◆ Your objective ◆
Write out every entry again exactly as it stands.

◆ The data ◆
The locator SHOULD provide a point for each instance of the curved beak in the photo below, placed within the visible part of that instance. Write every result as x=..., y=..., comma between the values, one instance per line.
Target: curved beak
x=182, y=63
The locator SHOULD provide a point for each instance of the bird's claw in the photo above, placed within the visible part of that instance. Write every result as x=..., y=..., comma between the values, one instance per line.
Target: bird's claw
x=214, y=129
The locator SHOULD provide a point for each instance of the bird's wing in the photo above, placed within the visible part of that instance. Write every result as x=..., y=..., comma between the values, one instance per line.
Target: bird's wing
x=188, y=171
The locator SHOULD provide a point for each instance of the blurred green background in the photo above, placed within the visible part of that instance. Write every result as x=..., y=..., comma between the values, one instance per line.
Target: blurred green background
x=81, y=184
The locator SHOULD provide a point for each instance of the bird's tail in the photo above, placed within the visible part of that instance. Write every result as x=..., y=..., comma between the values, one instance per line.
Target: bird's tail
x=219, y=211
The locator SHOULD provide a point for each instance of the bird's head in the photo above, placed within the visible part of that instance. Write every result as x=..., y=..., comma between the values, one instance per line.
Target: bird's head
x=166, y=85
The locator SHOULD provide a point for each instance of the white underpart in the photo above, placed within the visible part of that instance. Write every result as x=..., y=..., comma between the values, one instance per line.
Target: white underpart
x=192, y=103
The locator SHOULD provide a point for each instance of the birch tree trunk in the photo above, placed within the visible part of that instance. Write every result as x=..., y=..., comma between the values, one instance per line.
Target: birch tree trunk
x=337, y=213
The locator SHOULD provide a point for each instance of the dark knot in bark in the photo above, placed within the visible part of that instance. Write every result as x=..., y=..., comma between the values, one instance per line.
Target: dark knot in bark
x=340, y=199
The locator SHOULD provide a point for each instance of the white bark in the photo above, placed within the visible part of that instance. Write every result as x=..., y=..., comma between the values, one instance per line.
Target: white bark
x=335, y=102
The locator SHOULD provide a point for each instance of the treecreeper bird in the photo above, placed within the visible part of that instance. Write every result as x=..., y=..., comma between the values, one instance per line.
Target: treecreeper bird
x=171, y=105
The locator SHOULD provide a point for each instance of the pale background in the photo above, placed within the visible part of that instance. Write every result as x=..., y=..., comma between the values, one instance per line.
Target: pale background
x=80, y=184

◆ Output below ◆
The locator SHOULD provide a point for each instance of the curved beak in the photo below, placed within the visible part of that instance. Write every result as x=..., y=..., comma between the values, one instance per line.
Target: curved beak
x=182, y=63
The locator SHOULD provide a point for each instance of the bird's claw in the photo above, placed within the visible part of that instance. Write every result as x=..., y=..., comma between the values, one instance per line.
Target: bird's claw
x=214, y=129
The locator SHOULD provide a point for each instance of the bird's wing in the photo above, placed within the visible part of that instance. Write every result as x=..., y=..., comma between the values, one instance per line.
Target: bird's wing
x=188, y=171
The locator SHOULD provide a point for each instance of the blurred green background in the photo above, placed within the visible part of that instance. Write every result as x=..., y=..., comma between the values, one instance per line.
Target: blurred green background
x=81, y=184
The locator SHOULD provide a point for each instance of the bird's tail in the photo above, placed within the visible part of that instance. Write every result as x=..., y=..., comma between the values, one instance per line.
Target: bird's tail
x=219, y=211
The locator SHOULD provide a point for each instance of the bird's head in the photo above, placed within the visible part of that instance. Write every result as x=..., y=..., comma between the values, one instance per line.
Target: bird's head
x=166, y=85
The locator SHOULD provide a point for each instance of the white underpart in the photo above, placed within the visible part of that instance. Write every result as x=..., y=..., comma between the values, one instance per line.
Target: white underpart
x=192, y=103
The locator SHOULD provide a point for each instance of the birch tree trunk in the photo above, placed within the visible part of that instance. Write every result as x=..., y=..., comma between the values, one instance per line.
Target: birch tree trunk
x=337, y=213
The locator SHOULD provide a point for each instance of the dark knot in bark in the photo above, placed within the visible part of that instance. Write every result as x=..., y=..., comma between the values, one instance per line.
Target: dark knot in bark
x=340, y=199
The locator SHOULD provide a point for each instance of the white bark in the photo above, placed within the visible part of that instance. Write every result as x=..., y=..., comma between the values, one instance per line.
Target: white bark
x=335, y=102
The locator SHOULD provide a point for each instance of the treecreeper bird in the photo above, placed within the visible part of that instance. Write every result as x=..., y=..., comma between the values, one instance per line.
Target: treecreeper bird
x=171, y=105
The locator SHOULD provide a point for each instance of the pale background in the photo above, placed within the visible part of that instance. Write every result as x=..., y=..., comma between the values, one instance per line.
Target: pale background
x=80, y=184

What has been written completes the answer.